▸ Written task: Reproduce only the lines of the listing from the line containing "Point to the rear tire." through the line containing "x=267 y=158", both included, with the request lines kept as they are. Shift every x and y coordinate in the points up by 10.

▸ Information given:
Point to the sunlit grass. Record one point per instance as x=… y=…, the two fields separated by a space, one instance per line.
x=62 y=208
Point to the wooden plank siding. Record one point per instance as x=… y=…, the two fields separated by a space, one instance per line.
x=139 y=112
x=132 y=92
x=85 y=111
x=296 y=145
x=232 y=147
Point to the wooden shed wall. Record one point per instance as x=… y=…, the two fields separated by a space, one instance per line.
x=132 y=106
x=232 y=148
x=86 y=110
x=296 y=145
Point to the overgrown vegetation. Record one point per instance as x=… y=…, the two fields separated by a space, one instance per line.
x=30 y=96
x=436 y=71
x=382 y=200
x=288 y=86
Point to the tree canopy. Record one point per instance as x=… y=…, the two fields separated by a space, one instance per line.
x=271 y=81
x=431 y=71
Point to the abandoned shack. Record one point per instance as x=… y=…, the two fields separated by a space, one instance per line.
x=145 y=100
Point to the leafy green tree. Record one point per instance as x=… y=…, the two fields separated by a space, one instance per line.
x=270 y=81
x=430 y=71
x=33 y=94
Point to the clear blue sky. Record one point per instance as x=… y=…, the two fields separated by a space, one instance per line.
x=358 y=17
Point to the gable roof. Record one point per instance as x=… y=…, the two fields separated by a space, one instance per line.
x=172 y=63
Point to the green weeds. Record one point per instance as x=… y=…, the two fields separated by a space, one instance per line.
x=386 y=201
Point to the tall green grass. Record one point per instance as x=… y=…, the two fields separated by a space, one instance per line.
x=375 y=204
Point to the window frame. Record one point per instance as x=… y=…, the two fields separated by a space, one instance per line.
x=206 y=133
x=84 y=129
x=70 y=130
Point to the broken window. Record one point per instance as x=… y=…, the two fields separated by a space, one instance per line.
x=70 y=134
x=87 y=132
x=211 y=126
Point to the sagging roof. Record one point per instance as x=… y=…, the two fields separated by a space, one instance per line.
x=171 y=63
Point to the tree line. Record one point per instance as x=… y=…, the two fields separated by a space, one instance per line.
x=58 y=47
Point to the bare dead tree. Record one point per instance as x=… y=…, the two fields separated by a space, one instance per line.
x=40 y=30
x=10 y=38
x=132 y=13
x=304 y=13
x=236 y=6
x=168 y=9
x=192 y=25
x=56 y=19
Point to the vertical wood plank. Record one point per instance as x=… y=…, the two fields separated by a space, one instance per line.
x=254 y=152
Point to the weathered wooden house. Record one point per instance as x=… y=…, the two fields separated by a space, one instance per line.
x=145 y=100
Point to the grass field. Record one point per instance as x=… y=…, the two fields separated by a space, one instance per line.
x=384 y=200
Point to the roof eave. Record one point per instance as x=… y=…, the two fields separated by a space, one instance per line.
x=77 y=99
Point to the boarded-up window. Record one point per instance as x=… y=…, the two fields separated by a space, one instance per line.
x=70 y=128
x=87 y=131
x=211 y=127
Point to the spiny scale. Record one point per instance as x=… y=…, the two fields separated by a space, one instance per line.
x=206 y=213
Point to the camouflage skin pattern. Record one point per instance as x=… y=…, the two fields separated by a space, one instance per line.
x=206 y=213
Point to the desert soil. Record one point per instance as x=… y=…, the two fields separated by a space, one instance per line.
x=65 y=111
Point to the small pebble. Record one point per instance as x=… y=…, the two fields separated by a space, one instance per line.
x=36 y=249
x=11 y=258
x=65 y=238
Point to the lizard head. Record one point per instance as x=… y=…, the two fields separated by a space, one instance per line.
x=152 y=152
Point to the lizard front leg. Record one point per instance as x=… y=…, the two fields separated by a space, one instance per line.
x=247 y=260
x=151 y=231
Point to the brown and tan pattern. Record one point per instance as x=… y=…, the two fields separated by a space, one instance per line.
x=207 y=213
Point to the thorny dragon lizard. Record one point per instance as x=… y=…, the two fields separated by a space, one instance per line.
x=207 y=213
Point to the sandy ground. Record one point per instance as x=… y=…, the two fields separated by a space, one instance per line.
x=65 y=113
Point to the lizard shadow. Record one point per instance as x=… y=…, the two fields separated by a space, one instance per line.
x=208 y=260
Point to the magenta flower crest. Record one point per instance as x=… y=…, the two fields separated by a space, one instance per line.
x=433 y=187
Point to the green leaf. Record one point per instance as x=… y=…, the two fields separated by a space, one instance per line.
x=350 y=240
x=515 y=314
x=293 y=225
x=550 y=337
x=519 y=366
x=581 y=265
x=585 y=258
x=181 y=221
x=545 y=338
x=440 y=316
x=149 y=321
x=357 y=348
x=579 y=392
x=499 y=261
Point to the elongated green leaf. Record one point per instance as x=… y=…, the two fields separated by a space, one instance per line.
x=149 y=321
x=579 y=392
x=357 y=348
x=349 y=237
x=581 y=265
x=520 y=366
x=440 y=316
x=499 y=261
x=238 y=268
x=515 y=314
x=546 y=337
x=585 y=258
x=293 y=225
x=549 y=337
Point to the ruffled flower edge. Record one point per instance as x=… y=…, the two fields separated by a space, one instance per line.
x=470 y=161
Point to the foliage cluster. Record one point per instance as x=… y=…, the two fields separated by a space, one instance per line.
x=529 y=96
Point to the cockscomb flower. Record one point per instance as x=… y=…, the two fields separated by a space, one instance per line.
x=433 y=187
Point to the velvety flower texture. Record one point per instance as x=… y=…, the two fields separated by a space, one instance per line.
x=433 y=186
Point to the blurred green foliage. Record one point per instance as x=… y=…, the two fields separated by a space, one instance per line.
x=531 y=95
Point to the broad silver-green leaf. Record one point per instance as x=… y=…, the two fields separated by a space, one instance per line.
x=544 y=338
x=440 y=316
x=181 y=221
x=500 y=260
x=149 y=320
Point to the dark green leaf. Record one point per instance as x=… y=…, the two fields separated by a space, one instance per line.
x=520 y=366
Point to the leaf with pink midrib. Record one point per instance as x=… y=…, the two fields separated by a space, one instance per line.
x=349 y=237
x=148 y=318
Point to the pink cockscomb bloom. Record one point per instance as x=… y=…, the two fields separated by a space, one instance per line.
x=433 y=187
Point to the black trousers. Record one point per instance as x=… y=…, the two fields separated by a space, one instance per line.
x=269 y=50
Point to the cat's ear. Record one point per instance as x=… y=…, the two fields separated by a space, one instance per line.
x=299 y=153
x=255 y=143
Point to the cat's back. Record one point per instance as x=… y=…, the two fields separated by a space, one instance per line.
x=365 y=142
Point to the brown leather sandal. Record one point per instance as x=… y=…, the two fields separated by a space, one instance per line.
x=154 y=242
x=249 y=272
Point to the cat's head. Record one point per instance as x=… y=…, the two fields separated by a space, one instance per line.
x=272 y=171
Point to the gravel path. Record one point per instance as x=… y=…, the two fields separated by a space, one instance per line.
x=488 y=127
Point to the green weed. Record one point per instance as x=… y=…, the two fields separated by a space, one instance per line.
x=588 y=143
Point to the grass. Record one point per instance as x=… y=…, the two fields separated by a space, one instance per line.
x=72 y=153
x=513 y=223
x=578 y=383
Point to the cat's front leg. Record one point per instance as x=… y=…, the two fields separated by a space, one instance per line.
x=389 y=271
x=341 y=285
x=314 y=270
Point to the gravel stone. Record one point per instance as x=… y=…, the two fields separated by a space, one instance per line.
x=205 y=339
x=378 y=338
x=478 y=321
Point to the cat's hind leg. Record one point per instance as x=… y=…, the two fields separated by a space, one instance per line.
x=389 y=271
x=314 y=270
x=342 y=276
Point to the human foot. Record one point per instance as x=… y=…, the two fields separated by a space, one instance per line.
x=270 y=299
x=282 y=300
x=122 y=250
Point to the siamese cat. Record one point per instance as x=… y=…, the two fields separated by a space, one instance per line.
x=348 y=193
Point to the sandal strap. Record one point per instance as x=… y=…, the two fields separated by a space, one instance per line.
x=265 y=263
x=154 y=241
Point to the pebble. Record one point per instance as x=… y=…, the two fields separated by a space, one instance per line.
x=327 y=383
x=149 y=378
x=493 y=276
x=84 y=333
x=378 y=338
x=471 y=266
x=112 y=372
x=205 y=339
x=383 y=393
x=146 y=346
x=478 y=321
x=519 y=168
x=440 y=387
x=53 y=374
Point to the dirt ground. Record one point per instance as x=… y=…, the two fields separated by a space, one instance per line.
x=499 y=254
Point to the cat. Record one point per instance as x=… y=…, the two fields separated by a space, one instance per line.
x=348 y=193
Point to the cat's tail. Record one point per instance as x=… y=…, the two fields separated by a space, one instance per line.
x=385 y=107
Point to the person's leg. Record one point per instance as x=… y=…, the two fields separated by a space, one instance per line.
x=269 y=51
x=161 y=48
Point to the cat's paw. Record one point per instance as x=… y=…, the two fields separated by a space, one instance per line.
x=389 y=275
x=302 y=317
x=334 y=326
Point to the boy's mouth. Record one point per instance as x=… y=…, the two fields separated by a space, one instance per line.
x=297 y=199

* * *

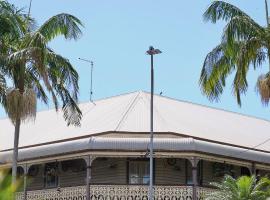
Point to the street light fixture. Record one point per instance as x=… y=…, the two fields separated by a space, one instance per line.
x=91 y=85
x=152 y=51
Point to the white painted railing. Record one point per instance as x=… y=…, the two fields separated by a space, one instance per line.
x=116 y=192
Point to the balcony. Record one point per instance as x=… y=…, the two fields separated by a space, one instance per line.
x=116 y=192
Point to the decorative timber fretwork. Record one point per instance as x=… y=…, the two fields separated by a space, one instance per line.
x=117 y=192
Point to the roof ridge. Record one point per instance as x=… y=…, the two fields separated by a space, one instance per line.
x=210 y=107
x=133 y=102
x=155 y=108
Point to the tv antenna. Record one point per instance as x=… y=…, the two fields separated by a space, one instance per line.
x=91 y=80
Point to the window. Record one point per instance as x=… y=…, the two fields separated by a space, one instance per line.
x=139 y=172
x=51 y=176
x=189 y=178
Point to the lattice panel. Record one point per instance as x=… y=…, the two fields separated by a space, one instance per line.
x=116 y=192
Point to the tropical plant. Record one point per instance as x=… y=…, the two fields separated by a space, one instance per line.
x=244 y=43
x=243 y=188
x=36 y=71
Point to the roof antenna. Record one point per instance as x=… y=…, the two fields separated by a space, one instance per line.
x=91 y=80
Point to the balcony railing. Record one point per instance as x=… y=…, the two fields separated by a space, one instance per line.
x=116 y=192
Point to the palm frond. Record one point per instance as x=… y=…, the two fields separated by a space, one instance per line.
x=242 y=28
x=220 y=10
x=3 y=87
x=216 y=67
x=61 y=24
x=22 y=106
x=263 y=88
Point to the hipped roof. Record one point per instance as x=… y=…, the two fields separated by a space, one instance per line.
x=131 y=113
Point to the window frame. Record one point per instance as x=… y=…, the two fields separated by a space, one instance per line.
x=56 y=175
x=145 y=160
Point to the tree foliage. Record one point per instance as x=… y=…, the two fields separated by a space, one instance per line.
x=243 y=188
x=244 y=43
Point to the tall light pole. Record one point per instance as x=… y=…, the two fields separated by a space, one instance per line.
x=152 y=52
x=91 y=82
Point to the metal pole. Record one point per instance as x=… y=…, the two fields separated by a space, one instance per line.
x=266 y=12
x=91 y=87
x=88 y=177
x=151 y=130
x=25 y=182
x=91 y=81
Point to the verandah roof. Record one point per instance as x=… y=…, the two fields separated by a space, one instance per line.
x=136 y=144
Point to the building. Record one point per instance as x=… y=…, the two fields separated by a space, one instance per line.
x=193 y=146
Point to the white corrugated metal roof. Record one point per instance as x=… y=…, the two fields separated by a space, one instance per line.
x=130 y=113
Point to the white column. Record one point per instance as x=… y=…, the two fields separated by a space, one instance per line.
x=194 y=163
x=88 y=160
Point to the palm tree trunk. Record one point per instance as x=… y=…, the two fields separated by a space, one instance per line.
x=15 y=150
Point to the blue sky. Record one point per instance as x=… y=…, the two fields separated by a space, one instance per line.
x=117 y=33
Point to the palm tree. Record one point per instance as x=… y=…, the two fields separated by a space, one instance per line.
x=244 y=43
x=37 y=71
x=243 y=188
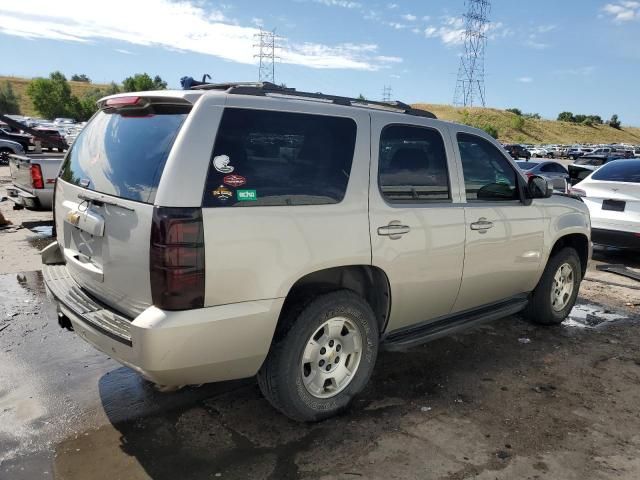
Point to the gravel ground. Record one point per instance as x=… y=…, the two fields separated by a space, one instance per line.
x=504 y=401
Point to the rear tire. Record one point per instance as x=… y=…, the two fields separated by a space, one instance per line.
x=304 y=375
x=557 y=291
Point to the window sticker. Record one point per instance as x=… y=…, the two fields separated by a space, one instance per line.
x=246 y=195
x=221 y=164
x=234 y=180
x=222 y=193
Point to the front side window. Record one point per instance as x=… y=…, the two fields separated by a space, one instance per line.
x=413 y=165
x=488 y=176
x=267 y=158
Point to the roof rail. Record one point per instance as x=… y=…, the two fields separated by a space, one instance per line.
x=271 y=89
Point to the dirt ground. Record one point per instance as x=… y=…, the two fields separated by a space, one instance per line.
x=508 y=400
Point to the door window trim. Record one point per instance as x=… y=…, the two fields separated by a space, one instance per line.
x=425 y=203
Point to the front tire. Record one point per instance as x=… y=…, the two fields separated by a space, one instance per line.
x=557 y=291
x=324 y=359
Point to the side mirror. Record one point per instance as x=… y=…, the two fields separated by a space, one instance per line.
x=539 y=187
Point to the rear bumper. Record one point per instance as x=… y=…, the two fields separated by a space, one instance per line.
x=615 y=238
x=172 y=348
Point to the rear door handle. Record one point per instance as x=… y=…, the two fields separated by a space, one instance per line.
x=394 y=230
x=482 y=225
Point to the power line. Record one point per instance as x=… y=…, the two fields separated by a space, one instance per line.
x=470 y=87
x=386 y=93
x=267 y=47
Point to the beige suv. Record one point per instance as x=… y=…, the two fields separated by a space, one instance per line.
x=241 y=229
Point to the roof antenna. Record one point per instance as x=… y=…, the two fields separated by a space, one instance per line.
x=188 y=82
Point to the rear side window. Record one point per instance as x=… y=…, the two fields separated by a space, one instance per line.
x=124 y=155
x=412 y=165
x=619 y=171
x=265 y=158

▸ Reply:
Point to the rear tire. Record one point per instance as x=… y=…, the two fields separated by a space, one instance per line.
x=314 y=385
x=567 y=301
Point to the window sticker. Record one point per instance as x=… y=…, the two fields separated by a space, one instance per line.
x=256 y=205
x=231 y=174
x=244 y=190
x=232 y=203
Point to the front side window. Record one point per instance as x=… y=…, the two fields separated by a space, one instance per line.
x=423 y=175
x=498 y=186
x=277 y=168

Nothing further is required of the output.